* **Extract**:
____
I am looking at initiation into one of the mysteries (The Last Commission - Sofia believing that integration of faerie magic into hermetic magic would reinvigorate the covenant) - would it be present/active in the in the campaign?  Would Sofia have joined at the time of character creation, or would it be something that might happen later in the game if at all?

Finally certain of those virtues (i.e. Quendalon's Gift) appear to imply they can be gained after character creation occurs...is that the case?  If so, just didn't realize it - would one have to leave space open in the +10/-10 ratio of Virtues to Flaws in order to be able to take it later (not that I'm considering that particular virtue, just wondering how that sort of thing works)


----------



## Yair (Nov 11, 2004)

Maerdwyn said:
			
		

> Couple questions:
> 
> The article uses Affinity with Faerie (+2) as an affinity applying to all spells targeting faerie or faerie items.  That's something you'd like to stay away from, right?



It seems fine, really, for a +2 virtue. Keep in mind that affinities are not cumulative, however - only the highest of this affinity or Faerie Magic will apply to faerie magic spells.
I objected to it being used *as* Faerie Magic, as a seperate affinity complementing faerie magic it's fine. I think.



> Glamours are really wha I was looking for (and not finding) in the spell lists in the book, so, this article is definitely what what I was hoping for.  Greater glamours can only be cast within a magical or faerie aura - not having played Ars magica before, I'm not really aware of how much of a limitation that is or is not.  As a +4 virtue would this be worth taking?



It is a rather serious limitation - magical and faerie auras can be large, but are ultimately limited. Most of the land has no aura, and any Christian settlement of significant size will have a Dominion aura. At any rate, the virtue's cost is misleading as the character is not intended to actually take it at character creation - see below.



> Beyond that, are the virtues listed for each mystery requirements, typical choices, or a limiting list (this is, if one of the faerie virtues is not listed for one of the mysteries, members of that mystery cannot choose it?)



I really should have explained the Mysteries to you before letting you read the article, I'm sorry. The main idea of the Mysteries is that there are some Outer Mysteries you can begin the game with (like Faerie Magic), but that there are deeper, secret, inner mysteries that you can acquire during the game through ordeals (that's the "preferred ordeals" part of the Mystae description). 
A typical starting character of one of the suggested mystae will know Faerie Magic, but not the other virtues. As he impresses the more experienced memebers of his mystae he will be initiated into greater mysteries via the ordeals.
____
* **Data**:
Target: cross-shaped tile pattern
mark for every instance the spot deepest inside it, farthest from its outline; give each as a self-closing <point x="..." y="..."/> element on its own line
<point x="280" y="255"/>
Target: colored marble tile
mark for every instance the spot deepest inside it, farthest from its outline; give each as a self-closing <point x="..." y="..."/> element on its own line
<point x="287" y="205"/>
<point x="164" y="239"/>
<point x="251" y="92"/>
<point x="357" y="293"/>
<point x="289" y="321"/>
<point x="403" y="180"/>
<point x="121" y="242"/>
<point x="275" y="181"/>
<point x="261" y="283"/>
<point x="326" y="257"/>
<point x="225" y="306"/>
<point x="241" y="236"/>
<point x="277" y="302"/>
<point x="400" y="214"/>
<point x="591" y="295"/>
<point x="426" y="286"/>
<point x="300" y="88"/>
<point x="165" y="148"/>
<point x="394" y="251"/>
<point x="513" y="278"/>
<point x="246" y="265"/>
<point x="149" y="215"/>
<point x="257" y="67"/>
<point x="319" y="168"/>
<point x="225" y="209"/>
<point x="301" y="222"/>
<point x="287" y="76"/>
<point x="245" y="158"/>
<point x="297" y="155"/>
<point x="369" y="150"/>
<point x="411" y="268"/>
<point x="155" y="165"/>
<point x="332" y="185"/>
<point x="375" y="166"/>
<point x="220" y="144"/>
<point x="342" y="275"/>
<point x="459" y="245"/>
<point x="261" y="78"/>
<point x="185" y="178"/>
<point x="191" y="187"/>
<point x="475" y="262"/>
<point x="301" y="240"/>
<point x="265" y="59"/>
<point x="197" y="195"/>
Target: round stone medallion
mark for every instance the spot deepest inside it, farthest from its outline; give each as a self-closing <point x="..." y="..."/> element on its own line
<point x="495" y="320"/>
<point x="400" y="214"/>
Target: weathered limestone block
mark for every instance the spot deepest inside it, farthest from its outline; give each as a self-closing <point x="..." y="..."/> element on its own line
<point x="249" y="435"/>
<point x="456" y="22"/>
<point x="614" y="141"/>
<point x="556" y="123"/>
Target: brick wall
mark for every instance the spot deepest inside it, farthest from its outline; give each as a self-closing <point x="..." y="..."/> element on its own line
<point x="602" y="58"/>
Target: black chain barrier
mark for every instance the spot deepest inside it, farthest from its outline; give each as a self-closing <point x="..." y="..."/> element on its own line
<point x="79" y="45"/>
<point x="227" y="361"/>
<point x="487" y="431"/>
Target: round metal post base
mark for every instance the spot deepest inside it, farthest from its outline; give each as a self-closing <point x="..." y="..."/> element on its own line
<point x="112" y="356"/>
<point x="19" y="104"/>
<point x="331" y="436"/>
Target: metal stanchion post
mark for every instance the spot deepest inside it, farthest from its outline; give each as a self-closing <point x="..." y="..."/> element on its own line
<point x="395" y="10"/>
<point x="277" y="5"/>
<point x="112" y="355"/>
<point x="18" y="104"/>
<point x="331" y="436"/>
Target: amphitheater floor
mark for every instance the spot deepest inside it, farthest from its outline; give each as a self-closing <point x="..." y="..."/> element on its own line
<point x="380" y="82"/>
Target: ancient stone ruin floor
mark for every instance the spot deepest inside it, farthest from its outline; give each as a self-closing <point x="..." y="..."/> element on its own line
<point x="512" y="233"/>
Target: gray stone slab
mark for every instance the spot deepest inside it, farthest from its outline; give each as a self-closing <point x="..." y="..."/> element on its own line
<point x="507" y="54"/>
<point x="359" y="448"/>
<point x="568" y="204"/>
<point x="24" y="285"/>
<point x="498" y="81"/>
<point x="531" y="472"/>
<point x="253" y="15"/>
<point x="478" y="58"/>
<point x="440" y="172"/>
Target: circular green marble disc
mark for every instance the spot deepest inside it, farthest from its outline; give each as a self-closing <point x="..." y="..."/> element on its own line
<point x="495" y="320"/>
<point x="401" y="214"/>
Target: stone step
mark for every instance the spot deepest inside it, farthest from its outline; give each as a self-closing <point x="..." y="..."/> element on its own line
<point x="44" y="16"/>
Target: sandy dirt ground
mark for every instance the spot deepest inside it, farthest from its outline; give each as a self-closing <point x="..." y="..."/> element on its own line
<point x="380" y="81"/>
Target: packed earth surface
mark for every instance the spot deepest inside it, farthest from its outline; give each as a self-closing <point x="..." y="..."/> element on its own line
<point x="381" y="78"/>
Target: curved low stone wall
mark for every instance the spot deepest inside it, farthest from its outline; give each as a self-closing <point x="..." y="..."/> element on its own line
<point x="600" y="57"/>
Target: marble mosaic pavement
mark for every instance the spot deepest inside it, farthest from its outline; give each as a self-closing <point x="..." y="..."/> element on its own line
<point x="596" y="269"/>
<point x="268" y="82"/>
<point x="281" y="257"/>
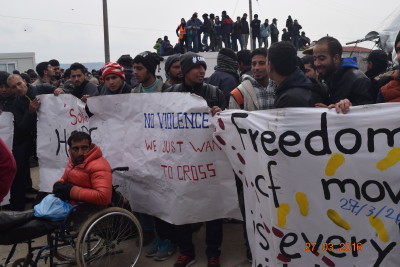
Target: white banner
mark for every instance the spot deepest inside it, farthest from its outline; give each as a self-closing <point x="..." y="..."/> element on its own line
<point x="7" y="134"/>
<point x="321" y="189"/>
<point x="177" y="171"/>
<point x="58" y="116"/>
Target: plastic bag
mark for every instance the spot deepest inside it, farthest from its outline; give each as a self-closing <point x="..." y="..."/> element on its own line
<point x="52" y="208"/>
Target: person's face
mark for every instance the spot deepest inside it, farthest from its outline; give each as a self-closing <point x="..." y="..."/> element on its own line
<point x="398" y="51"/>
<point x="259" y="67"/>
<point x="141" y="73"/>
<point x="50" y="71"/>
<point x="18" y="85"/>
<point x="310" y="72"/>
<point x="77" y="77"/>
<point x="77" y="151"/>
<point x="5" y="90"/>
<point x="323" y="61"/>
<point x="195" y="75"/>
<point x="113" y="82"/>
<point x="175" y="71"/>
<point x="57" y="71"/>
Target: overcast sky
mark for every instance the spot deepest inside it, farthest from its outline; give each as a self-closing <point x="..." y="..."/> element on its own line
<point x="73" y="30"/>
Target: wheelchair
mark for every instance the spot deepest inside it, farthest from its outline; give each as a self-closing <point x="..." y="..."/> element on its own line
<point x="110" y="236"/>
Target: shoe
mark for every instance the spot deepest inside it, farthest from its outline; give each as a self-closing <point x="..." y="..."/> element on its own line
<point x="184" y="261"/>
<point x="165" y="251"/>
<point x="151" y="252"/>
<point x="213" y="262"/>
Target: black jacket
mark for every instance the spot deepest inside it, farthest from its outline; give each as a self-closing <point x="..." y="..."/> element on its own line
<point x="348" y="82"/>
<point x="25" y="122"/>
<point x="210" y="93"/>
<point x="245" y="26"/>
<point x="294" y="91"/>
____
* **Work to complete**:
1. Reproduce the passage from the faerie magic thread starting at "I am looking" and ending at "of thing works)".
2. In the faerie magic thread, what kind of aura is any Christian settlement of significant size said to have?

* **Solutions to the tasks**:
1.
I am looking at initiation into one of the mysteries (The Last Commission - Sofia believing that integration of faerie magic into hermetic magic would reinvigorate the covenant) - would it be present/active in the in the campaign?  Would Sofia have joined at the time of character creation, or would it be something that might happen later in the game if at all?

Finally certain of those virtues (i.e. Quendalon's Gift) appear to imply they can be gained after character creation occurs...is that the case?  If so, just didn't realize it - would one have to leave space open in the +10/-10 ratio of Virtues to Flaws in order to be able to take it later (not that I'm considering that particular virtue, just wondering how that sort of thing works)

2. A Dominion aura.